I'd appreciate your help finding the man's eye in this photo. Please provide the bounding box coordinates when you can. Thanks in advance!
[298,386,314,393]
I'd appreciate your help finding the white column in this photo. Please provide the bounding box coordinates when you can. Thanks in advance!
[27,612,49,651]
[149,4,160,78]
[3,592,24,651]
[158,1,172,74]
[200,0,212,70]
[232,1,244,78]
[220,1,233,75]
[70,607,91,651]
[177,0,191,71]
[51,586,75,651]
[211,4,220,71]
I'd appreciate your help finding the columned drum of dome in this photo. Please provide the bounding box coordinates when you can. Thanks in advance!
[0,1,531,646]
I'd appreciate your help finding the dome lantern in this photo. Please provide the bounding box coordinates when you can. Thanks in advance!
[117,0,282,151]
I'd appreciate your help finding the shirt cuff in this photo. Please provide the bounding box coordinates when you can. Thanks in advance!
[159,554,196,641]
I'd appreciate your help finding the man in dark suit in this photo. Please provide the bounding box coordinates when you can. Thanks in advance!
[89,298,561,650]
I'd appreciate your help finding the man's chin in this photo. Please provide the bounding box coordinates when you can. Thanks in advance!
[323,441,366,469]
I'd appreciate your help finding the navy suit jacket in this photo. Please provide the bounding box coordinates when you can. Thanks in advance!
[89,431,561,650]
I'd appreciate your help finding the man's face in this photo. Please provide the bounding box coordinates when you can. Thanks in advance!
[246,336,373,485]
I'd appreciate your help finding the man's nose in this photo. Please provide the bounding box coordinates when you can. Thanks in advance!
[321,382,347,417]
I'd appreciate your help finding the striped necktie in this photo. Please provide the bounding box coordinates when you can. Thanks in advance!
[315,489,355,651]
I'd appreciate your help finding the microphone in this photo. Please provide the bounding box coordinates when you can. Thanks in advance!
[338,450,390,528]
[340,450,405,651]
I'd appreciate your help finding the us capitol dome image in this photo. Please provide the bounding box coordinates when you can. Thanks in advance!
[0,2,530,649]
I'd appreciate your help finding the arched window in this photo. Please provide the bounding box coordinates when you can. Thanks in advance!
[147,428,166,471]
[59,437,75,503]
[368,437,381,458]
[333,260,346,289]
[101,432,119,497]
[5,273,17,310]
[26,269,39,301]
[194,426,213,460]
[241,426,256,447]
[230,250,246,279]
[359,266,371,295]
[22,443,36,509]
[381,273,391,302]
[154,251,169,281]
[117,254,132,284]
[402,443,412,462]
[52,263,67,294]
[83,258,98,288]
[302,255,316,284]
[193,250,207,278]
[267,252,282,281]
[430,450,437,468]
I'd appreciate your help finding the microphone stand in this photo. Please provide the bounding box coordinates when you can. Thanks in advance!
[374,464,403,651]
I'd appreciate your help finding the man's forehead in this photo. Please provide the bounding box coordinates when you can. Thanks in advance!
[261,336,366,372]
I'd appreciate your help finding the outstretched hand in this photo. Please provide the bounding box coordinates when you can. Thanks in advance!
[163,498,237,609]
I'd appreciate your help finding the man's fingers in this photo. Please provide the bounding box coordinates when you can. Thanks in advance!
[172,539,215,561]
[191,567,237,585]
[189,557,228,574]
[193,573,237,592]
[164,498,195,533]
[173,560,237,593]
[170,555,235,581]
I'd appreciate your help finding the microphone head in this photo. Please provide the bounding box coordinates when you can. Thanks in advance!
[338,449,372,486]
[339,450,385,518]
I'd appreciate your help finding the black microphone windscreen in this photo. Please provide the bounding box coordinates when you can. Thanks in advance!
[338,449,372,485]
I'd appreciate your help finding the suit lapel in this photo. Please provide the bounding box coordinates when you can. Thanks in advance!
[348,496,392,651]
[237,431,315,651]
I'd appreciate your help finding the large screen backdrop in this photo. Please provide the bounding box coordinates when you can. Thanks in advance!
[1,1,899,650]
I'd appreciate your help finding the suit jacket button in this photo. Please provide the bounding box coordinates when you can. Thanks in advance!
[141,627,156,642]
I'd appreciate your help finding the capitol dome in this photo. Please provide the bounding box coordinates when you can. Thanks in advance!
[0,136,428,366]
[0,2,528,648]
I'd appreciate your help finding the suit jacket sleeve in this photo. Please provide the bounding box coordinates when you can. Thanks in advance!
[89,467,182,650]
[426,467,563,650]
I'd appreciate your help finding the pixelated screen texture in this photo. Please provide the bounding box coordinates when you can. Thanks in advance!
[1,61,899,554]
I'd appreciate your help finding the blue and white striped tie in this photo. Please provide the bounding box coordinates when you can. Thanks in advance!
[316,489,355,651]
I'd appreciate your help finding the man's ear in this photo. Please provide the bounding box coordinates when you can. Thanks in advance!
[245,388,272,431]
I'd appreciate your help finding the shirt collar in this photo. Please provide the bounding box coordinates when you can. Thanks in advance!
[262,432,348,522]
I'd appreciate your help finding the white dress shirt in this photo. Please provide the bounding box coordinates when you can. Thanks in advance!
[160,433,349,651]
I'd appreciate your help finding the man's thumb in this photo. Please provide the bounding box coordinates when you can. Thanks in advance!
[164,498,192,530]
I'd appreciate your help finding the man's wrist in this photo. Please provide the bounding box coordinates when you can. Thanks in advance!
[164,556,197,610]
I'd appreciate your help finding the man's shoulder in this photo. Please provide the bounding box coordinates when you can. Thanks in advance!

> _Your goal_
Exactly as shown above, return all of the entries.

> _Solution for this task_
I'd appreciate your help finding the man's eye in this photo. Please provide the bounding box coordinates when you can. Thanks in advance!
[298,386,314,393]
I'd appreciate your help finding the white column in this photo. Please provide the bounding box coordinates when you can. Thanks in advance!
[27,612,49,651]
[149,4,160,78]
[3,592,24,651]
[158,1,172,74]
[200,0,212,70]
[232,1,244,78]
[220,1,233,75]
[70,607,91,651]
[177,0,191,71]
[51,586,75,651]
[211,4,220,71]
I'd appreciate your help finding the columned drum of dome in this photo. Please provide the bounding box coordinates when you can. Thanks in advance!
[0,1,531,646]
I'd appreciate your help finding the dome lantern in this photo. Please provide the bounding box coordinates when you can. Thanks in advance!
[117,0,282,151]
I'd appreciate your help finding the shirt cuff in this photo. Please provide the bounding box coordinates when you can. Thanks in advance!
[159,554,196,641]
I'd appreciate your help finding the man in dark suit in this photo. Please provide the bounding box coordinates when you can. Thanks in advance!
[89,298,561,650]
I'd appreciate your help finding the man's chin in this photo. Please provide the bounding box coordinates when you can. Thanks in advance!
[323,441,366,469]
I'd appreciate your help finding the navy suit jacket in this photo. Please provide the bounding box coordinates when you can. Thanks in advance!
[89,431,561,650]
I'd appreciate your help finding the man's face in this photo. Please provide the bounding box coordinates when you can. Thanks in advance!
[246,336,373,485]
I'd appreciate your help finding the man's nose in this photo. Please provide the bounding box coordinates when you can. Thanks in advance!
[321,382,347,417]
I'd appreciate your help finding the striped necktie in this photo. Please provide the bounding box coordinates when you can. Thanks in advance!
[315,489,355,651]
I'd appreciate your help finding the microphone in this photo. Please provide the bounding box coordinates when you can. Thanks in advance!
[338,450,390,528]
[340,450,405,651]
I'd appreciate your help finding the us capitol dome image in this photo. Please provide the bounding box coordinates when you can. Thanks in advance!
[0,2,530,649]
I'd appreciate your help finding the arched window in this photo. Please provide the bounding box coordinates when you can. Thanks in advance!
[147,428,166,471]
[59,437,75,503]
[368,437,381,458]
[333,260,346,289]
[101,432,119,497]
[5,273,17,310]
[26,269,39,301]
[194,426,213,460]
[241,426,256,447]
[230,250,246,279]
[359,266,371,295]
[22,443,36,509]
[381,273,391,302]
[154,251,169,281]
[117,254,132,284]
[402,443,412,462]
[52,263,67,294]
[83,258,98,288]
[302,255,316,284]
[193,250,207,278]
[267,252,282,281]
[430,450,437,468]
I'd appreciate your help finding the microphone stand in this photo. Please provide the bounding box coordinates when you can. Thanks in advance!
[374,464,403,651]
I'd appreciate your help finding the man's forehead in this photo. Please provide the bounding box coordinates when you can. Thanks in advance!
[261,336,366,372]
I'd appreciate your help finding the outstretched hand in this photo. Please provide the bounding box coordinates when you can. Thanks in advance!
[163,498,237,609]
I'd appreciate your help finding the man's fingers in this photo. Please provide the bounding box coordinates when you can. Thanks in advance!
[172,539,215,561]
[191,567,237,585]
[189,557,228,574]
[193,573,237,592]
[164,498,195,533]
[173,560,237,593]
[170,555,235,581]
I'd appreciate your help finding the microphone head in this photo. Please provide the bounding box coordinates when you can. Thanks in advance!
[338,449,372,486]
[339,450,385,518]
I'd appreciate your help finding the black microphone windscreen in this photo. Please provide the bounding box coordinates when you can. Thanks in advance!
[338,449,372,485]
I'd appreciate your help finding the suit lapel in this photo. Please provide the bounding box coordinates when you can. Thanks in advance!
[348,496,392,651]
[237,431,315,651]
I'd appreciate your help finding the large screen backdrop in this photo. Please provide the bounding box coordinates when you can. Thanks in advance!
[1,1,899,650]
I'd appreciate your help finding the suit jacket button in this photo. Please provide the bounding box coordinates when you can. Thanks in advance!
[141,627,156,642]
I'd appreciate your help finding the capitol dome in this photo. Please provide the bounding box coordinates when you can. Thanks in advance!
[0,136,428,366]
[0,2,528,648]
I'd appreciate your help finding the suit jacket sleeve in this photo. Please provide the bounding box coordinates when you can. Thanks in advance!
[89,467,182,650]
[426,467,563,650]
I'd appreciate your help finding the pixelated screen texture in this photo. Please provide the bounding box coordinates when you can. Thanks in advance!
[1,61,899,554]
I'd appreciate your help finding the blue and white striped tie in this photo. Please provide the bounding box coordinates when you can. Thanks in advance!
[316,489,355,651]
I'd appreciate your help finding the man's ear in this photo. Please provide the bounding box coordinates when you can. Thanks in advance!
[245,388,272,431]
I'd appreciate your help finding the shirt collar in this photo. Please provide the bounding box coordinates when you can. Thanks in advance!
[262,432,348,522]
I'd appreciate your help finding the white dress shirt in this photo. Please provide the bounding box coordinates when you can. Thanks in advance!
[160,433,349,651]
I'd appreciate your help finding the man's thumb in this photo. Please provide the bounding box coordinates when you can. Thanks in advance!
[164,498,192,530]
I'd appreciate your help finding the man's wrist in this photo. Please provide the bounding box coordinates when you can. Thanks in advance!
[164,556,197,610]
I'd appreciate your help finding the man's shoulder in this photo. Please provide the bounding box coordinates when you can. Thanks in advance!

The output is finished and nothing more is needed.